- AIM:
Extract, line for line and without alteration, the stretch of rows from the line containing "of the sail" through the end of the rows.

[Pointing and labeling entries]
———

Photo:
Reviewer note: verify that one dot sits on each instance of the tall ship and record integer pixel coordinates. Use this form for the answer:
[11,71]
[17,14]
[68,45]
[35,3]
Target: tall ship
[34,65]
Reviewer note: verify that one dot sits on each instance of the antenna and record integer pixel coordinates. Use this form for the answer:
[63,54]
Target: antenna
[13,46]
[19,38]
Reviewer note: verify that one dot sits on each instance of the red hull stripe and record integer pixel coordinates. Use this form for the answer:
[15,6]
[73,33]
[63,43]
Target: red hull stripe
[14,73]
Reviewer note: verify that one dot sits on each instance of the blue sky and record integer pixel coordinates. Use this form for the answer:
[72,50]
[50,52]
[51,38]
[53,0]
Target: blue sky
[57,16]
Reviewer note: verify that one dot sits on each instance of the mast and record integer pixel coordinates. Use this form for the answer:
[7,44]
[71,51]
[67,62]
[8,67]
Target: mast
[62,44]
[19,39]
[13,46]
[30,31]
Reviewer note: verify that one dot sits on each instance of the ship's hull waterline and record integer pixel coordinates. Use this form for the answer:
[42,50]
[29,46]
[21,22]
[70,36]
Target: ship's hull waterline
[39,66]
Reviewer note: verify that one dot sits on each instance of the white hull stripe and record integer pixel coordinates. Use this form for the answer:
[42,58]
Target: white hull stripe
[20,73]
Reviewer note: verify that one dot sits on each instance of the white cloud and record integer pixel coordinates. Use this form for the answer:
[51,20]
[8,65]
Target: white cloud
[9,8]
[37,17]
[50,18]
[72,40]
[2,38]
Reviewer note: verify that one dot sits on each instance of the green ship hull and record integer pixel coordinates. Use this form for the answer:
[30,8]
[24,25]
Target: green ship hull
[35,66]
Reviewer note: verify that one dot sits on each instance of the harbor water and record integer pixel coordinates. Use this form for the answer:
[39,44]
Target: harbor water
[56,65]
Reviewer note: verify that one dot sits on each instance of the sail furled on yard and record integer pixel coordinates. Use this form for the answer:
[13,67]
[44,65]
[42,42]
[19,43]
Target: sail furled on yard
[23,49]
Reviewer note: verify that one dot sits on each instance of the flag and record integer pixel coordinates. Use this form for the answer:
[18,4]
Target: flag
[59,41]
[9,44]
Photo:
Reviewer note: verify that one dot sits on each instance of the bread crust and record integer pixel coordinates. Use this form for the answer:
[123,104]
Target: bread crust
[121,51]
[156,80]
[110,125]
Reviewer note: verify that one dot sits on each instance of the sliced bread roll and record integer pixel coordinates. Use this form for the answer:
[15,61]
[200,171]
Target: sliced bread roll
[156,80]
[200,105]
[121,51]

———

- WRITTEN SOLUTION:
Reviewer note: verify that one dot sits on each instance of the sail furled on yard and record integer pixel coordinates. Use this form for the answer:
[13,67]
[44,65]
[42,42]
[19,43]
Target: sail furled on yard
[23,49]
Reviewer note: verify that one dot sits on each instance of the flag and record integer pixel coordinates. Use this form for the answer:
[18,4]
Target: flag
[59,41]
[9,44]
Photo:
Reviewer note: verify that one dot sits on each instance of the bread crust and record integer pixel coordinates. Use this form for the answer:
[123,104]
Target: bread crust
[121,51]
[156,80]
[110,125]
Reviewer note: verify that one dot sits on each instance of the sliced bread roll and record integer pixel coordinates. Use this form for the answer:
[15,61]
[200,171]
Target: sliced bread roll
[156,80]
[200,105]
[121,51]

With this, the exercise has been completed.